EXERCISE ::
Quote the listing below word for word, starting with the line that contains "Annotation task — mark the metal" and going on through the line that contains "<point>121,60</point>".

--- Begin ---

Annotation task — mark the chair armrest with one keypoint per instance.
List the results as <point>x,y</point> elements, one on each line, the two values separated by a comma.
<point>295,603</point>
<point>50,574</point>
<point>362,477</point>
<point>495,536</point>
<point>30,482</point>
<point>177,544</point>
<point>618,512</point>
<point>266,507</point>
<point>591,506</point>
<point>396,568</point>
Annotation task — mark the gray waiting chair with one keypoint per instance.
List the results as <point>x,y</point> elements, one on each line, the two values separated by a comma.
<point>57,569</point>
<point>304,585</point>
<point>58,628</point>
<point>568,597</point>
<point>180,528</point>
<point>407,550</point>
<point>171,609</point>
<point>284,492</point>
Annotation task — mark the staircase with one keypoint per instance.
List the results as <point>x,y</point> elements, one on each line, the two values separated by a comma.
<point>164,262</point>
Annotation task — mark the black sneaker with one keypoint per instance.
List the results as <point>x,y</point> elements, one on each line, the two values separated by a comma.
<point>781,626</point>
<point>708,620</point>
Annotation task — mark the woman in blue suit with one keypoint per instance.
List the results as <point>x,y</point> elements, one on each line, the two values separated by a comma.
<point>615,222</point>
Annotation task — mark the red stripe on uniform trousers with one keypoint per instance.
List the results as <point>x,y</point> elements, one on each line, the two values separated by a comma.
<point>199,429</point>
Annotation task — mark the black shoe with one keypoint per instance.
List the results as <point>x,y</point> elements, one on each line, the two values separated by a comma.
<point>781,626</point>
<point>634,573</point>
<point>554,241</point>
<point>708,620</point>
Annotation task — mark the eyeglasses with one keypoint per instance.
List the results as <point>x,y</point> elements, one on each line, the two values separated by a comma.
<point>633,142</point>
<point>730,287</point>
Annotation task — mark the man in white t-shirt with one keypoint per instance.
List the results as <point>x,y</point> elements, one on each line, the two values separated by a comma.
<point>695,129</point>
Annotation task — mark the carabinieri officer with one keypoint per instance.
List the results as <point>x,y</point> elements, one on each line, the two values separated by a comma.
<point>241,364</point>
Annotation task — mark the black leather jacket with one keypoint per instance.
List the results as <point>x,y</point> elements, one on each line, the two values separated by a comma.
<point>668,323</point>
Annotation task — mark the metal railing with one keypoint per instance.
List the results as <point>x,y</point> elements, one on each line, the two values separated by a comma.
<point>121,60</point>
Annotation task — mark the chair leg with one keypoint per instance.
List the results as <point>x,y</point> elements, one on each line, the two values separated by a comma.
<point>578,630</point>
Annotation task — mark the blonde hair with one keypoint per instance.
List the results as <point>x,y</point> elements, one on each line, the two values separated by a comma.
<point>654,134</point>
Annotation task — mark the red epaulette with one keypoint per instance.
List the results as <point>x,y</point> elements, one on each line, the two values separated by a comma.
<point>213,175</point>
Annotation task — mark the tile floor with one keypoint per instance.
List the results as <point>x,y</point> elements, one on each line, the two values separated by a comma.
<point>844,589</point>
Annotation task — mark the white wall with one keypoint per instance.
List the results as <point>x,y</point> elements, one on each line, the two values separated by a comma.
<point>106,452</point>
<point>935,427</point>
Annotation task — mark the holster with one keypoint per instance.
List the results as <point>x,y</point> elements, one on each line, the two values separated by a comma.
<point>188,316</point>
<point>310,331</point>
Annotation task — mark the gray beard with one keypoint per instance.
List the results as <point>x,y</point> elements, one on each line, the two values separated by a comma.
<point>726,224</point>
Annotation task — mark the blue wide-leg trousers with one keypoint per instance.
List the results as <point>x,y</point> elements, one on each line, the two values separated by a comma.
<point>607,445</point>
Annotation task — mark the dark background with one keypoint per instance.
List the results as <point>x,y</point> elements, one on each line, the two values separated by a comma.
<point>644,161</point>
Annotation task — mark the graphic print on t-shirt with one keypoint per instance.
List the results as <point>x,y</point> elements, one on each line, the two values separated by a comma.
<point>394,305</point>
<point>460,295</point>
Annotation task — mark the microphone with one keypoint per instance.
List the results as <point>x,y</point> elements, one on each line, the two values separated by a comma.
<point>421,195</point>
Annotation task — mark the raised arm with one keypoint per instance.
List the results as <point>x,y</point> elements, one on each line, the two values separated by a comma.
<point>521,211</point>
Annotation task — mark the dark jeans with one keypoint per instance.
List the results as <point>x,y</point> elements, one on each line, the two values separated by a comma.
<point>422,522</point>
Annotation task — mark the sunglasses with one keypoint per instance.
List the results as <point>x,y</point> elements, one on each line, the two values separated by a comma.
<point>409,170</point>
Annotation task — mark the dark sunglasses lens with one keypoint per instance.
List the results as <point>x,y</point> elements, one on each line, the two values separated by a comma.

--- End ---

CORRECT ANSWER ::
Annotation task — mark the metal railing with one keypoint per instance.
List the results as <point>x,y</point> elements, one on each line, the two values separated by a comma.
<point>121,60</point>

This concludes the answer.